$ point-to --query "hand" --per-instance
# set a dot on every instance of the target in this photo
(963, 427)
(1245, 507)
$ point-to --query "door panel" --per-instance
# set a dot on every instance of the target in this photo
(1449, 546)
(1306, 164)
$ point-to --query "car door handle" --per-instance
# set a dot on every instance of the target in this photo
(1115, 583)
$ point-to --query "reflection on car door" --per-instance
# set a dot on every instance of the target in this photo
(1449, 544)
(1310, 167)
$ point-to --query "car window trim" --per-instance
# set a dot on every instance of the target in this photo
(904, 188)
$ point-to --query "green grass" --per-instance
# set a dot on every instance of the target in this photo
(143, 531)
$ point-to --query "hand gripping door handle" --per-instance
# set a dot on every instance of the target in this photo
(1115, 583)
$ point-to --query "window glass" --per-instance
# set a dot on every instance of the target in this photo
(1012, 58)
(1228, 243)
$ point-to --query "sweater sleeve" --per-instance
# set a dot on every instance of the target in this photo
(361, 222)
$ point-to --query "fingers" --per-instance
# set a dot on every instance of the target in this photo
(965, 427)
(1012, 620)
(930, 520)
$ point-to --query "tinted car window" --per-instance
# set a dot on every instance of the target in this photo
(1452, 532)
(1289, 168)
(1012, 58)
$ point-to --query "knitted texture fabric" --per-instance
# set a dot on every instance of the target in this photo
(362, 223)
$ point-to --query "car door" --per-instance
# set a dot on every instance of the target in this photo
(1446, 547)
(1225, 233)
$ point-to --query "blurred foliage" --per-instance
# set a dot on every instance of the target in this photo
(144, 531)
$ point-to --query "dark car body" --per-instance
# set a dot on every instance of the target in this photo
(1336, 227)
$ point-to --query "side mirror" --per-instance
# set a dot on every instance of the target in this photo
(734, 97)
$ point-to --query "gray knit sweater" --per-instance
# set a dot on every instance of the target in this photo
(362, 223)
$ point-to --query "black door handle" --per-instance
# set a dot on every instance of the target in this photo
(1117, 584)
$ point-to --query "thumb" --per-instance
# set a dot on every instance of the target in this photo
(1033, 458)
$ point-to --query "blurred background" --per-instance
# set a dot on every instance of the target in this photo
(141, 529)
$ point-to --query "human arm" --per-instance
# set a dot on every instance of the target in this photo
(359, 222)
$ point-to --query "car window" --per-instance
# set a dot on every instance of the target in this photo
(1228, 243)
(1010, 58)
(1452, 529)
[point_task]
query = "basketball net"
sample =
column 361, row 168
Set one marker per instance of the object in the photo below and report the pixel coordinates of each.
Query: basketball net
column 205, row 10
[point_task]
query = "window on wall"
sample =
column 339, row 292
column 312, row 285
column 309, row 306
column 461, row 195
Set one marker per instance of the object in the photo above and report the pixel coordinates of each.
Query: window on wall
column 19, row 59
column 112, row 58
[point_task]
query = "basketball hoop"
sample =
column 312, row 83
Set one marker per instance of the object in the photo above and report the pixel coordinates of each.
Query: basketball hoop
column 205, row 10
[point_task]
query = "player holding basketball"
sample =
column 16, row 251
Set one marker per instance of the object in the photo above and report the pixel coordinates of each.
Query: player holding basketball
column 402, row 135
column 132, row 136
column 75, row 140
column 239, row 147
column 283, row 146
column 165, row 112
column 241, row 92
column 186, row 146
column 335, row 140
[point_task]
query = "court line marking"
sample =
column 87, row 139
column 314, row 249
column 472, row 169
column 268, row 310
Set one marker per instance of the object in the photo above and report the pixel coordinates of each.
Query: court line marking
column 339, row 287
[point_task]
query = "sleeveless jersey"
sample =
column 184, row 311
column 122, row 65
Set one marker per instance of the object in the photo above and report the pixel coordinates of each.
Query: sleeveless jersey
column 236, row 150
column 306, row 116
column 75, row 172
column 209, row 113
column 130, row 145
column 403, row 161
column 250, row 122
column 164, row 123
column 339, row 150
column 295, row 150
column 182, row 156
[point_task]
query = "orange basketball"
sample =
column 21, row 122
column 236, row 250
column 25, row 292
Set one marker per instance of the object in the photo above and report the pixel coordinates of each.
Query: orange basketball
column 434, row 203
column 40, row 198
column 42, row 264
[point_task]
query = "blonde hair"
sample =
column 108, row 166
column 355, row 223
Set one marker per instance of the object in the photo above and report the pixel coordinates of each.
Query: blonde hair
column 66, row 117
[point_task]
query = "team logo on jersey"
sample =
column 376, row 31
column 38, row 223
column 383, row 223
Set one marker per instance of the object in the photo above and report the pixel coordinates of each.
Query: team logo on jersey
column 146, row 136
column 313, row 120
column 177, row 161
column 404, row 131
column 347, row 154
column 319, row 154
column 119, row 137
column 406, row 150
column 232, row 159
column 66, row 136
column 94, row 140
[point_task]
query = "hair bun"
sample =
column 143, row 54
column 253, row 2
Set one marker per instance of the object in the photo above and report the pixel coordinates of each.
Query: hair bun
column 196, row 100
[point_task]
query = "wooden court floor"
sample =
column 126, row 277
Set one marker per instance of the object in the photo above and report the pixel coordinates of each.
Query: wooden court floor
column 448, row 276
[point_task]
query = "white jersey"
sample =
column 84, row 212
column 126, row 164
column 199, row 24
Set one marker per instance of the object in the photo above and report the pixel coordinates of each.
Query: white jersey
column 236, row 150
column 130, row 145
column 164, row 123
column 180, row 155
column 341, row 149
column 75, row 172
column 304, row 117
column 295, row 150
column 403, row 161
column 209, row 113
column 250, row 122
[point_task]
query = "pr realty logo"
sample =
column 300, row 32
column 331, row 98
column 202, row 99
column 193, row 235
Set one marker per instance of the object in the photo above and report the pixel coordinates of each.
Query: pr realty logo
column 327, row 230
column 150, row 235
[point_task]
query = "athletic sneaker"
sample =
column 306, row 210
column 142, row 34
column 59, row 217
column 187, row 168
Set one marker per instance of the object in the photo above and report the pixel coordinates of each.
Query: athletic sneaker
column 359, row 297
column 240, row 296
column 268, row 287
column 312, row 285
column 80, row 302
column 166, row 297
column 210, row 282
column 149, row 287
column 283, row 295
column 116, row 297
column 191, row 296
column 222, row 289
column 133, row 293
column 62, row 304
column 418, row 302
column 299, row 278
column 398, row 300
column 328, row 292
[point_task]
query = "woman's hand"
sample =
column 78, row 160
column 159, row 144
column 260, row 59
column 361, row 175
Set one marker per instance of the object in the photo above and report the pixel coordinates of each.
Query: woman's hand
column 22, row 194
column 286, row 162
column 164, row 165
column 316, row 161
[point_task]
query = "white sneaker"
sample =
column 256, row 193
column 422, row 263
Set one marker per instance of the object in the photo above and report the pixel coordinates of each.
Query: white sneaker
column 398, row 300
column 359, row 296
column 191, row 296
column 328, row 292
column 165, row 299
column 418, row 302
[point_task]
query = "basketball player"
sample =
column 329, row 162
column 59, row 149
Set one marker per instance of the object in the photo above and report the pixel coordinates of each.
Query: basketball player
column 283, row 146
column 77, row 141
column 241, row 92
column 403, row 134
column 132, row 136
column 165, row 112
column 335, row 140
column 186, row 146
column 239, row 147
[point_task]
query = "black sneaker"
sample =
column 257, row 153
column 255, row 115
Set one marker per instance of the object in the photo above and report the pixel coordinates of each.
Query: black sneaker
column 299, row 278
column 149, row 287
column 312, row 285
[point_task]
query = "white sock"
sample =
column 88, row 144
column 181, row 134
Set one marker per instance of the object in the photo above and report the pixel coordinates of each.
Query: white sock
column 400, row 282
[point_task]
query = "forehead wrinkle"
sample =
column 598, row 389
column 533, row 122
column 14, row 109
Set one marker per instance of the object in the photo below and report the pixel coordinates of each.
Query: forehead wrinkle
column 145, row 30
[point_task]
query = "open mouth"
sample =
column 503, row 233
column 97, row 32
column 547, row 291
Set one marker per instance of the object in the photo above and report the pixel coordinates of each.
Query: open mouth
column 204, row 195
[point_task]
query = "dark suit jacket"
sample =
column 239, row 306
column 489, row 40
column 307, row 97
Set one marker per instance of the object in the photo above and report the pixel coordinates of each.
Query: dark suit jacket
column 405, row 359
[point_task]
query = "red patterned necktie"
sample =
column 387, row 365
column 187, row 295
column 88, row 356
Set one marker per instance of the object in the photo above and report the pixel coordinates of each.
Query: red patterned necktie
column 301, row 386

....

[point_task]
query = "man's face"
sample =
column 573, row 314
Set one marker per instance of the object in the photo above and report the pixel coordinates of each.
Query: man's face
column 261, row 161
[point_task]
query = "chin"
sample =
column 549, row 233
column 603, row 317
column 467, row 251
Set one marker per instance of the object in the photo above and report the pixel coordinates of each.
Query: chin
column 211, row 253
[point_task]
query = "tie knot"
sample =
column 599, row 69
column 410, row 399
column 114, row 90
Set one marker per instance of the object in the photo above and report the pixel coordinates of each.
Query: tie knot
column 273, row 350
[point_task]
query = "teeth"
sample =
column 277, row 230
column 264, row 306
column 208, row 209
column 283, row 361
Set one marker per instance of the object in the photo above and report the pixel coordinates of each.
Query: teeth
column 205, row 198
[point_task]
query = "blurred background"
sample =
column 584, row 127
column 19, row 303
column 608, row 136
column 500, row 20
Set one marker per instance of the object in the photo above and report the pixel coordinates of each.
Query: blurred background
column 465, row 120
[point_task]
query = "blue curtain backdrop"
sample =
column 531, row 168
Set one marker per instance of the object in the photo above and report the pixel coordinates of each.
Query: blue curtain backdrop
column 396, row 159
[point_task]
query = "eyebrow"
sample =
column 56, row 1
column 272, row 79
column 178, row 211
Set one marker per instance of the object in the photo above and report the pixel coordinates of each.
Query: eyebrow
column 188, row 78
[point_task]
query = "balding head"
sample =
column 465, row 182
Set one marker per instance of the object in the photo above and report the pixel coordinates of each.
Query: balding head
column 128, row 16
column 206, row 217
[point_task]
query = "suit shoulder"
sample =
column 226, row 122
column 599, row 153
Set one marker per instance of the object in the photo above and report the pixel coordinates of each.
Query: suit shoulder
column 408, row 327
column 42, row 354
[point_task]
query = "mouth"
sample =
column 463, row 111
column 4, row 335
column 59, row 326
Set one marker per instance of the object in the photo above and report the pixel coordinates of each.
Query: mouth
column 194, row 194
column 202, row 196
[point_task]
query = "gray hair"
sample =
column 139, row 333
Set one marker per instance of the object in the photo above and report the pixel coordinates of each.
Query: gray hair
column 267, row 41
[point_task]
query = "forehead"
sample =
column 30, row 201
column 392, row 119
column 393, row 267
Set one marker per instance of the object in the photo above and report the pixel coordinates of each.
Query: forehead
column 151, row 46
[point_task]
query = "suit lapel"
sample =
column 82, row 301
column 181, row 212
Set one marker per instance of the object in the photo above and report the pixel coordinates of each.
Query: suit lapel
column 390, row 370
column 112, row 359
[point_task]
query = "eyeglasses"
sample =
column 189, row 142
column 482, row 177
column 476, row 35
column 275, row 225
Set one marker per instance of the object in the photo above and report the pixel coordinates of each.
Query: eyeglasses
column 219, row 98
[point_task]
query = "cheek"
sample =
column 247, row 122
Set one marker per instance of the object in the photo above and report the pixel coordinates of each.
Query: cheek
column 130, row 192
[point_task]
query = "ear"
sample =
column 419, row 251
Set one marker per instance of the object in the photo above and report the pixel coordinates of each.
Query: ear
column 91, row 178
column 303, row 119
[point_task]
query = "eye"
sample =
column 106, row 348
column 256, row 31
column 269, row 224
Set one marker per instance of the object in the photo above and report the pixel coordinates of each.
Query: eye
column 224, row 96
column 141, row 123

....

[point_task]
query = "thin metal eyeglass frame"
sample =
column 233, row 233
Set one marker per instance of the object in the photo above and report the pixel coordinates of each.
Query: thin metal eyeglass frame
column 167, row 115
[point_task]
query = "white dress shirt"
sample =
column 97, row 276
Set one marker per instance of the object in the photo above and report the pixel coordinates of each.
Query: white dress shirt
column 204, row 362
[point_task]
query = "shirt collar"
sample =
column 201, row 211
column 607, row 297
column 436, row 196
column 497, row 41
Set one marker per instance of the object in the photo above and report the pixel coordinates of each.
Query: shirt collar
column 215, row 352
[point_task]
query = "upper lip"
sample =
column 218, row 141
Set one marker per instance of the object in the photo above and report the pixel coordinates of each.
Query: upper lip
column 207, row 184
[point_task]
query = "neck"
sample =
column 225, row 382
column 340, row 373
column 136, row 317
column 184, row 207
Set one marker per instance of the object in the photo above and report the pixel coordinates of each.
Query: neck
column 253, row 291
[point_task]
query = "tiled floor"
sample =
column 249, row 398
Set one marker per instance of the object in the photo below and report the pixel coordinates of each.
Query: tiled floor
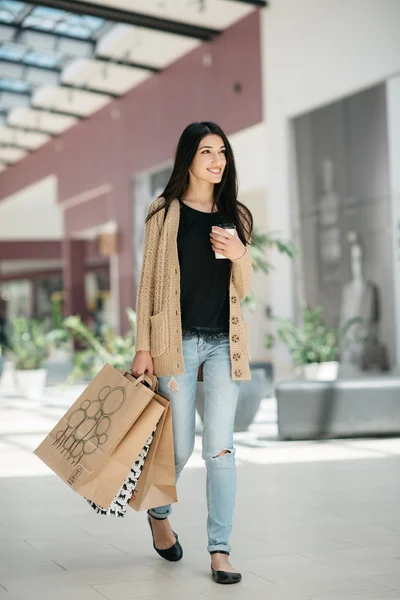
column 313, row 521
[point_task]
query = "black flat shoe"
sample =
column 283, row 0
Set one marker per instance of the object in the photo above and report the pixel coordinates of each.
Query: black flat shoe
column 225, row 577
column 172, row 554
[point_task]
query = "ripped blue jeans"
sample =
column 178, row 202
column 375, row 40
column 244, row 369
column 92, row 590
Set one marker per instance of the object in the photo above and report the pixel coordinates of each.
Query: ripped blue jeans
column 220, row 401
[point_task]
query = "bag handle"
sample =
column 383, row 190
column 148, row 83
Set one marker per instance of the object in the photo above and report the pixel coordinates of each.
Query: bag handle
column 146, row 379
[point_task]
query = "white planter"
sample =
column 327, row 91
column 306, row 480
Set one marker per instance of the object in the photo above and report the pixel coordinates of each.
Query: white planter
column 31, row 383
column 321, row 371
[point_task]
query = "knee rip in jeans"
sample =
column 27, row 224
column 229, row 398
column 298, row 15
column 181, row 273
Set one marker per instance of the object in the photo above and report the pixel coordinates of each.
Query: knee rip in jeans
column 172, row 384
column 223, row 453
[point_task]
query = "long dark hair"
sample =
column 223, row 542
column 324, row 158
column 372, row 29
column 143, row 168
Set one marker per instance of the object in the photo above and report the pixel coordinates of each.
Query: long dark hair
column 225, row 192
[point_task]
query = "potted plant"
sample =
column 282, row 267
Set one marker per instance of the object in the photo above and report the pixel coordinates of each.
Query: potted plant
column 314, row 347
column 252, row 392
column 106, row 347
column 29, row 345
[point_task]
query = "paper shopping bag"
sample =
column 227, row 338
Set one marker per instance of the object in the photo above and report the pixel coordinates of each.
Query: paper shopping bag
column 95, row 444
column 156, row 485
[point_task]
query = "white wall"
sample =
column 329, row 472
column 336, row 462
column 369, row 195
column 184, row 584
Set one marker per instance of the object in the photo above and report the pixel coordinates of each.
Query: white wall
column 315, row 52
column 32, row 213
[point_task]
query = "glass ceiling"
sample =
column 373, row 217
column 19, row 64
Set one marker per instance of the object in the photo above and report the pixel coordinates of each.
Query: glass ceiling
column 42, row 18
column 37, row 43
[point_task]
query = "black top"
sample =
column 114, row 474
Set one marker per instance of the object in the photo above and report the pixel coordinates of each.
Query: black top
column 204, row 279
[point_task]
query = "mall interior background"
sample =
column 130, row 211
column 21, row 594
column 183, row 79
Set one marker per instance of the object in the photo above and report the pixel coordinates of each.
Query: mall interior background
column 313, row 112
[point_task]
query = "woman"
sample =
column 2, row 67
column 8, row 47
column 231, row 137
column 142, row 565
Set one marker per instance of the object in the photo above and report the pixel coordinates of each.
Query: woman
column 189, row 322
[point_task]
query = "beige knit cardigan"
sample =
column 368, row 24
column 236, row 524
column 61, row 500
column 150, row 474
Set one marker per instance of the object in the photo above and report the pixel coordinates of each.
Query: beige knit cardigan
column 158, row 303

....

* [TASK GOAL] The entries above hold the needed span. Transcribe exactly the lines from the one with "column 139, row 333" to the one with "column 256, row 31", both included.

* [FINAL ANSWER]
column 139, row 333
Set one marker per instance of the object in the photo above and report the pixel coordinates of each.
Query: gray hair
column 267, row 41
[point_task]
query = "forehead"
sample =
column 30, row 201
column 392, row 119
column 393, row 267
Set one marker per instance of the object in the photo above and report the pixel coordinates of each.
Query: forehead
column 151, row 46
[point_task]
query = "suit lapel"
sample =
column 82, row 301
column 181, row 212
Set one marker per instance of the object in the photo above and report the pixel coordinates of each.
Query: suit lapel
column 390, row 370
column 112, row 359
[point_task]
query = "eyeglasses"
sample =
column 189, row 142
column 482, row 177
column 476, row 35
column 275, row 225
Set one marker per instance of the object in the photo above and report the pixel coordinates of each.
Query: eyeglasses
column 219, row 98
[point_task]
query = "cheek"
sample =
column 247, row 122
Set one marker per instance of the object in the photo above and report the pixel coordinates of each.
Query: cheek
column 130, row 192
[point_task]
query = "ear"
sample =
column 419, row 251
Set one marker per instance of the object in the photo above and report the pixel coordinates of each.
Query: ear
column 91, row 178
column 303, row 119
[point_task]
query = "eye"
sample =
column 106, row 348
column 256, row 31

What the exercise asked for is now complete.